- What you need to do
Restate verbatim the span of lines below between the line with "Where can the chrome towel" and the line with "Where can the toothbrush", including those two lines, and only that span.
──────────────────────────────
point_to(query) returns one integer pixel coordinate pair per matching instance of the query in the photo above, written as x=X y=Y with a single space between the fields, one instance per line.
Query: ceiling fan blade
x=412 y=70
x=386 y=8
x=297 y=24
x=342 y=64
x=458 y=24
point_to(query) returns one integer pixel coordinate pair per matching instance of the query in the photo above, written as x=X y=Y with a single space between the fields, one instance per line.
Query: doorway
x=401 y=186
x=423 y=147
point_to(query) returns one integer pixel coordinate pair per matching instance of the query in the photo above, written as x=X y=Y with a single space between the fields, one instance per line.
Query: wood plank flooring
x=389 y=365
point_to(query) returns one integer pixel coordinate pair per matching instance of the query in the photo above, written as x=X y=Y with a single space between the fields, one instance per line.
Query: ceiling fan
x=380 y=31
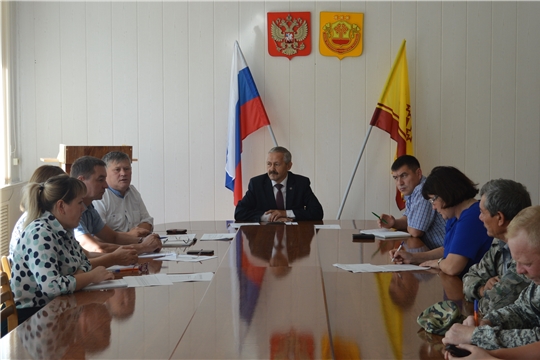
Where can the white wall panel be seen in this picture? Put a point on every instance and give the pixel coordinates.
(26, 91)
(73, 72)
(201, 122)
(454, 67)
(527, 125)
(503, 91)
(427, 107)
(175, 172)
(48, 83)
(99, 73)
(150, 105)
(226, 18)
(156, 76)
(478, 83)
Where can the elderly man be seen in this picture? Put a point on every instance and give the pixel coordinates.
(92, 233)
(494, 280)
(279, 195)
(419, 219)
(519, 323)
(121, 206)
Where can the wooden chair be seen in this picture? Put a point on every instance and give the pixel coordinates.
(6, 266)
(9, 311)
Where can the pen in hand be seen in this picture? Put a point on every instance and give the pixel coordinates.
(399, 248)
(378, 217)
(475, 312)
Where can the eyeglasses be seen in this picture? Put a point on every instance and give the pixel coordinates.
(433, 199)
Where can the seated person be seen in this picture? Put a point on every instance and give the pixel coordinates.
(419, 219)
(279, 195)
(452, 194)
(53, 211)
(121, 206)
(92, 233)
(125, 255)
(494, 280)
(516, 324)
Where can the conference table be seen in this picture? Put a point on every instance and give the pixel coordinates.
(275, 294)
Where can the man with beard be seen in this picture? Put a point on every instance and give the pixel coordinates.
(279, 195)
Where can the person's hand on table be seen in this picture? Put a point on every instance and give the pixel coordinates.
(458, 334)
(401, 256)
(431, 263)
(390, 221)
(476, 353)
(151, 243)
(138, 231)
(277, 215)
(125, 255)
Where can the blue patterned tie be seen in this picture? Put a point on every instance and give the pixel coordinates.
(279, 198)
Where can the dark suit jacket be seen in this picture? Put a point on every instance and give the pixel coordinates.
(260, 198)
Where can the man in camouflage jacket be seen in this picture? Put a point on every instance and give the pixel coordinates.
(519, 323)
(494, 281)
──────────────────────────────
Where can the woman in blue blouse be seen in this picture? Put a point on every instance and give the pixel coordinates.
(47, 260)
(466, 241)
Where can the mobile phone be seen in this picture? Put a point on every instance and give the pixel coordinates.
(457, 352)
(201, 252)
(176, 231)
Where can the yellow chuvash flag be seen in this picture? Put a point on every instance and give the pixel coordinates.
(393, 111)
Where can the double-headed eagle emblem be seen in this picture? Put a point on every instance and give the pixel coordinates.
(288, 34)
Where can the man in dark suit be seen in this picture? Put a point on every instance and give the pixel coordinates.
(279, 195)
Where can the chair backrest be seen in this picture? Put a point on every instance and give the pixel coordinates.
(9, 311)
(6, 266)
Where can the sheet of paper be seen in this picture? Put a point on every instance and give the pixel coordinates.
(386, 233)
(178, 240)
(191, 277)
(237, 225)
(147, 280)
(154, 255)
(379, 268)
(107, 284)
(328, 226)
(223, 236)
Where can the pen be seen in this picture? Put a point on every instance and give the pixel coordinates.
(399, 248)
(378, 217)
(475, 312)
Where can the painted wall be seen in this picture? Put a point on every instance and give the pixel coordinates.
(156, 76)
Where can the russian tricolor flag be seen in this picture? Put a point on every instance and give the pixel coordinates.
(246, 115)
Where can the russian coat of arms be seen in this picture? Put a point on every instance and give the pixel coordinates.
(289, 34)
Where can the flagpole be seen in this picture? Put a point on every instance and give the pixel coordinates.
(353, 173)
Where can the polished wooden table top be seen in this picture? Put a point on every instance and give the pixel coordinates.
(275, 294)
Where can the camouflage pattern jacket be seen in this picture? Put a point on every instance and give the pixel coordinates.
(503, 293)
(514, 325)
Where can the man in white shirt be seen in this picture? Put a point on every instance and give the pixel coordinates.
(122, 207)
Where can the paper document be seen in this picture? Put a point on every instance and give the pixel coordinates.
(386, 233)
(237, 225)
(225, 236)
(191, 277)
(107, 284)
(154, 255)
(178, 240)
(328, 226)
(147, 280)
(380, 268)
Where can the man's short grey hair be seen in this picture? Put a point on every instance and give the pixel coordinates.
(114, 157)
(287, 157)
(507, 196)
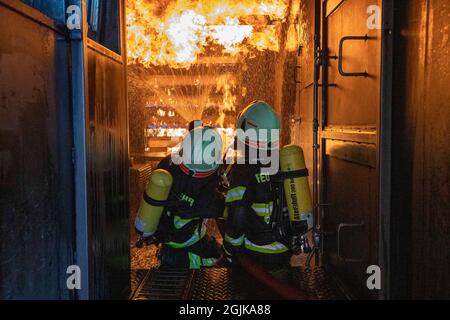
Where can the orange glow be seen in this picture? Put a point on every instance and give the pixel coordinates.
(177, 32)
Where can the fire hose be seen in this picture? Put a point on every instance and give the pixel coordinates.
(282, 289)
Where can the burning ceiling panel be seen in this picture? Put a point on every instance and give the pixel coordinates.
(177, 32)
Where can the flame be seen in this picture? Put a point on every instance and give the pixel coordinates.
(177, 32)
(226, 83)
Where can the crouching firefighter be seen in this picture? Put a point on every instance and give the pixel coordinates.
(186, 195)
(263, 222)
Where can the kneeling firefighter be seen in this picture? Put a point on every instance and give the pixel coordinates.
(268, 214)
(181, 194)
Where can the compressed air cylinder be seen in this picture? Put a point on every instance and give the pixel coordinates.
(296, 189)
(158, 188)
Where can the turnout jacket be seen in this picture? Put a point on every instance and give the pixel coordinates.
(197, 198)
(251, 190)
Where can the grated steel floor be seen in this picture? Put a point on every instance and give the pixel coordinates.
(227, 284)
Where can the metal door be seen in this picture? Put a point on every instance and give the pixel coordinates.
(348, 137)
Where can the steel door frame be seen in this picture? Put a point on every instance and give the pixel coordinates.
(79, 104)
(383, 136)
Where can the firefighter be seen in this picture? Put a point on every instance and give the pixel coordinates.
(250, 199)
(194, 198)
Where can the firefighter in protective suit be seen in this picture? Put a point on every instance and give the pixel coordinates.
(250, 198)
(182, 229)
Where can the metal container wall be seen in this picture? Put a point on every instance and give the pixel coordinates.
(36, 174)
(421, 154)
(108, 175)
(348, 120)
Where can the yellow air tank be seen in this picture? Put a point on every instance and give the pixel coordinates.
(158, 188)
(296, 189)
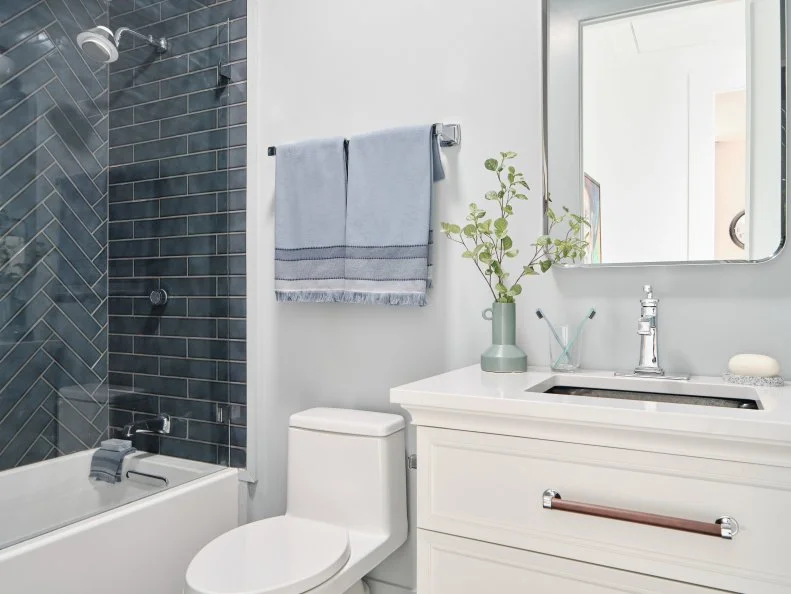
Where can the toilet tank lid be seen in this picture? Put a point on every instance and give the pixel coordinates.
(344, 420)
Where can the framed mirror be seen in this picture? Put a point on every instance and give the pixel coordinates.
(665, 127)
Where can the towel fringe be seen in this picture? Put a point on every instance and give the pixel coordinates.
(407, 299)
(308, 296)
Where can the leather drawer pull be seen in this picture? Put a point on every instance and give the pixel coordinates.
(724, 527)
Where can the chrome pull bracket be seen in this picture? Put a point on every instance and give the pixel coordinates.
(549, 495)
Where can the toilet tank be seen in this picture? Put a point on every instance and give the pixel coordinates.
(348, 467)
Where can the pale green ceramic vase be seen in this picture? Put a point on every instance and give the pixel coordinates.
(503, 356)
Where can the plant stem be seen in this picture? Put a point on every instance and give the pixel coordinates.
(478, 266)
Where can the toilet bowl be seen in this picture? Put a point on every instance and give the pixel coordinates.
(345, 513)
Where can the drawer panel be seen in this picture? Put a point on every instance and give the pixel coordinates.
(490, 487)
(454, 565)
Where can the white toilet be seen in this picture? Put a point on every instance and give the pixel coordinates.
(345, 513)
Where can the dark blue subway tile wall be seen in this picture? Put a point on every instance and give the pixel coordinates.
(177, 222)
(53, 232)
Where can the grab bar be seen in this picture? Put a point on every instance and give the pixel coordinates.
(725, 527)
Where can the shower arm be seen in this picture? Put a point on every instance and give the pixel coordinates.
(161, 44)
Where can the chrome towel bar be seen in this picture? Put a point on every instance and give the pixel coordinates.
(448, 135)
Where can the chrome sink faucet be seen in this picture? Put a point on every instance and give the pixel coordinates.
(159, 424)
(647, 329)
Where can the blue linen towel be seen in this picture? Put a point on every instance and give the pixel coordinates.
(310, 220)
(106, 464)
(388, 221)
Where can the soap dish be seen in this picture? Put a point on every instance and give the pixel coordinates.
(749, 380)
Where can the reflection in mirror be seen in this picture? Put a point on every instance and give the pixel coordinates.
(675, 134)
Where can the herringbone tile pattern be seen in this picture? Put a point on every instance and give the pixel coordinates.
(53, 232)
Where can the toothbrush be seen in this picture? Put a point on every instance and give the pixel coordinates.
──────────────────────────────
- Response for this exercise
Where can the chrome towel bar be seen in this picture? Put a point on every instance and give the pixel coordinates.
(448, 135)
Where can the chrome sink faucet be seen in this picture? Put a point on every instance and give the pixel coordinates.
(159, 424)
(647, 329)
Where can the blue linen towel be seen in this picture? Put a point on every instance and give the pixel coordinates.
(310, 220)
(106, 464)
(388, 221)
Where can the soap dish be seen in this picture? Put a point on every instance and give the pixel coordinates.
(749, 380)
Where can the reflection in mirror be seen in this picture? Put a point on every instance and give the pixel coordinates.
(675, 134)
Where can the herringbone tile pattern be seen in this picture? Put a point on every instance and give the pixel coordinates.
(53, 232)
Where can the toothbrush be seen in this picture? Put a point on every instance and give the pixel coordinates.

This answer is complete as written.